» Assigned task: Any picture must be dropped, but each line of the data should be duplicated exactly.

Dataset entries:
++++++

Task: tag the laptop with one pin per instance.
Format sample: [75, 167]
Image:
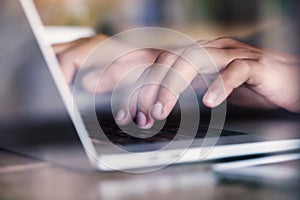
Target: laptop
[40, 118]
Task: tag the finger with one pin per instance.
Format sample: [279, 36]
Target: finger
[238, 72]
[129, 66]
[149, 90]
[222, 43]
[128, 109]
[174, 83]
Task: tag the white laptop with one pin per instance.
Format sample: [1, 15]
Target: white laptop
[38, 116]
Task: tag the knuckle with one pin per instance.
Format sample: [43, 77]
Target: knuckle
[166, 58]
[224, 41]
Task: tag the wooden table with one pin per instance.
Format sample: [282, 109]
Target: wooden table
[22, 177]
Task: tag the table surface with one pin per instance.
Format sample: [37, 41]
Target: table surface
[22, 177]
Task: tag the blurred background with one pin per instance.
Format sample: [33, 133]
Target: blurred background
[201, 19]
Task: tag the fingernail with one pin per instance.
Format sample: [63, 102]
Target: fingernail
[121, 114]
[91, 83]
[157, 109]
[141, 119]
[211, 98]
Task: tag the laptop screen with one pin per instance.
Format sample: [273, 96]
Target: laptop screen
[27, 91]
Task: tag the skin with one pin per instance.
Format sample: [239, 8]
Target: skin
[245, 75]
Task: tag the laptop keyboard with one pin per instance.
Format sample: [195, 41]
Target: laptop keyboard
[167, 133]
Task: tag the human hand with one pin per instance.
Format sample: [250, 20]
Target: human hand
[249, 76]
[72, 56]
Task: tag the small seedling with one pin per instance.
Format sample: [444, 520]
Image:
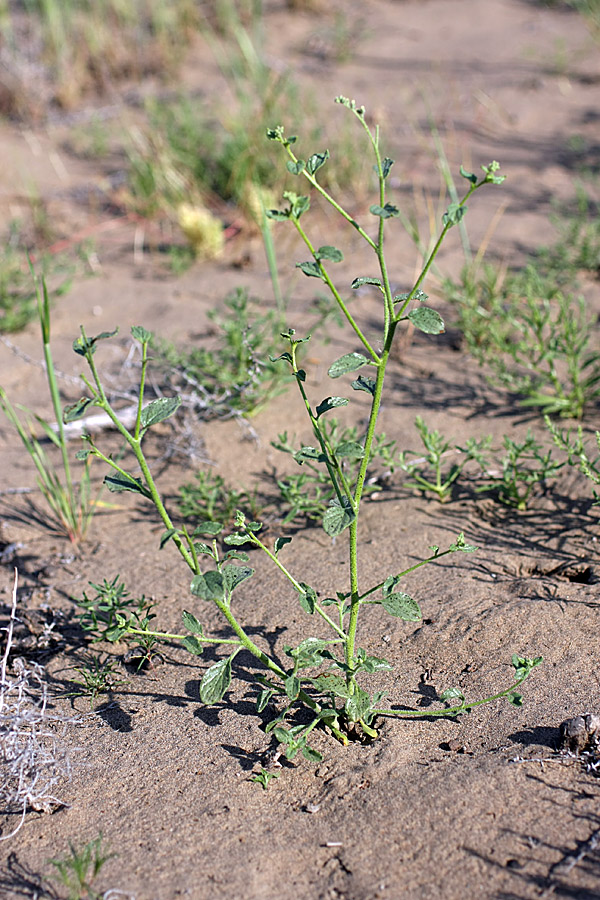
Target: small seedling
[264, 777]
[324, 675]
[78, 870]
[524, 467]
[430, 473]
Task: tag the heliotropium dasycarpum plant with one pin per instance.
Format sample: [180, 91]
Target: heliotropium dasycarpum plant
[324, 674]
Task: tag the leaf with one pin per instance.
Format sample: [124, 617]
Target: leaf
[208, 527]
[332, 253]
[76, 410]
[402, 606]
[208, 586]
[337, 518]
[141, 334]
[308, 598]
[314, 162]
[158, 410]
[350, 450]
[365, 279]
[234, 575]
[295, 167]
[309, 453]
[347, 363]
[263, 699]
[427, 320]
[191, 622]
[124, 482]
[470, 176]
[312, 269]
[215, 682]
[292, 687]
[193, 645]
[453, 214]
[363, 383]
[330, 403]
[385, 212]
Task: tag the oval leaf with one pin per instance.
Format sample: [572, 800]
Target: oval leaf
[427, 320]
[347, 363]
[158, 410]
[216, 681]
[402, 607]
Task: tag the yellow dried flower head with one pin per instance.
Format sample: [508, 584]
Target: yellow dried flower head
[203, 230]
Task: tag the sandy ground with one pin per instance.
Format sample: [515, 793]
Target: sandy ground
[435, 808]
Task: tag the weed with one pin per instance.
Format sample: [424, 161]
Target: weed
[234, 376]
[322, 675]
[535, 338]
[577, 453]
[209, 498]
[429, 473]
[72, 505]
[96, 678]
[78, 870]
[524, 466]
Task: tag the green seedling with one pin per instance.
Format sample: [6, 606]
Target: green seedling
[431, 473]
[524, 467]
[325, 675]
[577, 453]
[71, 504]
[209, 498]
[264, 777]
[532, 336]
[78, 870]
[96, 678]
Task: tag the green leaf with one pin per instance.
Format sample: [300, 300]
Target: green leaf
[191, 622]
[332, 253]
[308, 598]
[309, 453]
[193, 644]
[427, 320]
[208, 586]
[166, 537]
[215, 682]
[402, 606]
[263, 699]
[123, 482]
[363, 383]
[76, 410]
[350, 450]
[208, 527]
[470, 176]
[385, 212]
[141, 334]
[314, 162]
[330, 403]
[347, 363]
[358, 705]
[312, 269]
[234, 575]
[158, 410]
[365, 279]
[337, 518]
[454, 214]
[295, 167]
[280, 543]
[292, 687]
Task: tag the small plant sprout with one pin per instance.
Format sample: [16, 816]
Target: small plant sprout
[78, 870]
[430, 473]
[326, 673]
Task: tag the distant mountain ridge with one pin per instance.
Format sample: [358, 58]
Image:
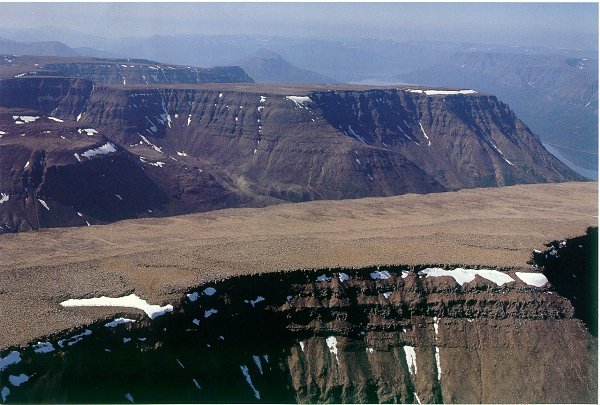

++++++

» Solution:
Task: tag the laptop with one pin per instance.
Format sample: [75, 167]
Image:
Target: laptop
[40, 118]
Task: tag the finger with one pin per instance.
Format sample: [279, 36]
Target: finger
[238, 72]
[129, 66]
[149, 90]
[222, 43]
[128, 109]
[174, 83]
Task: tag the white laptop with one pin per instance.
Format sample: [1, 15]
Target: white laptop
[38, 116]
Task: tag the knuckle with one pin per instance.
Format sample: [43, 77]
Target: knuckle
[166, 58]
[224, 41]
Task: tag the wooden table with one pin per instance.
Format sample: [282, 109]
Target: wooden table
[22, 177]
Task: tag the table surface with one pin per instance.
Format sample: [37, 41]
Target: table surface
[22, 177]
Task: tag the blurred background with one pin per instance.
Format sample: [33, 133]
Target: blurred background
[201, 19]
Task: tag the fingernail with one pin per instance.
Format sample: [63, 102]
Target: fingernail
[121, 114]
[91, 83]
[157, 109]
[141, 119]
[211, 98]
Task: tag the laptop screen with one pin per instance.
Format sample: [273, 96]
Target: laptop screen
[27, 91]
Task: tag the skin with one pin per instance.
Format sample: [239, 8]
Target: skin
[245, 75]
Task: tag the laptop keyboard with one pin per instance.
Format sample: [195, 41]
Target: laptop keyboard
[167, 133]
Task: tag the human hand with one pin per instance.
Format sample: [250, 20]
Target: human hand
[249, 76]
[72, 56]
Task: tag the small seedling with one pin per instance.
Format sample: [444, 520]
Image:
Target: small seedling
[264, 777]
[324, 675]
[78, 870]
[524, 467]
[430, 473]
Task: tag the heliotropium dasycarpum plant with one pin per instance.
Format sample: [180, 91]
Target: heliotropium dasycarpum plant
[324, 674]
Task: tag the leaf with one pin per instance.
Format sample: [124, 617]
Target: leaf
[208, 527]
[332, 253]
[76, 410]
[402, 606]
[208, 586]
[337, 518]
[141, 334]
[308, 598]
[314, 162]
[158, 410]
[350, 450]
[365, 279]
[234, 575]
[295, 167]
[309, 453]
[347, 363]
[263, 699]
[427, 320]
[191, 622]
[124, 482]
[470, 176]
[312, 269]
[215, 682]
[292, 687]
[193, 645]
[453, 214]
[363, 383]
[330, 403]
[385, 212]
Task: tag the oval leaf with one pin per instance.
Format sample: [572, 800]
Target: oval leaf
[427, 320]
[347, 363]
[158, 410]
[216, 681]
[402, 607]
Task: tag the yellow dried flower head with one pin per instance.
Format sample: [508, 584]
Target: yellow dried flower head
[203, 230]
Task: tag the sandy ground with one pin per instance.
Format sample: [515, 793]
Target: sandy ground
[435, 808]
Task: tag the weed with one pin per instance.
Format sample: [424, 161]
Target: weed
[234, 376]
[322, 675]
[535, 338]
[577, 453]
[209, 498]
[429, 473]
[72, 505]
[96, 678]
[78, 870]
[524, 466]
Task: tag the green seedling with one pin per instance.
Format sample: [6, 606]
Target: green seedling
[431, 473]
[524, 467]
[325, 675]
[577, 453]
[71, 504]
[209, 498]
[264, 777]
[532, 336]
[78, 870]
[96, 678]
Task: tag the green leaf with one pin per instance.
Format sample: [300, 300]
Target: green leaf
[191, 622]
[332, 253]
[308, 598]
[309, 453]
[193, 644]
[427, 320]
[208, 586]
[166, 537]
[215, 682]
[402, 606]
[263, 699]
[123, 482]
[363, 383]
[76, 410]
[350, 450]
[208, 527]
[470, 176]
[385, 212]
[141, 334]
[314, 162]
[330, 403]
[347, 363]
[358, 705]
[312, 269]
[234, 575]
[158, 410]
[365, 279]
[337, 518]
[454, 214]
[295, 167]
[280, 543]
[292, 687]
Task: tag the small plant sprout with one pin per instance.
Format sample: [16, 816]
Target: small plant sprout
[78, 870]
[430, 473]
[326, 673]
Task: tag the distant mountain ridge with one pin per instance.
Format sample: [358, 58]
Image:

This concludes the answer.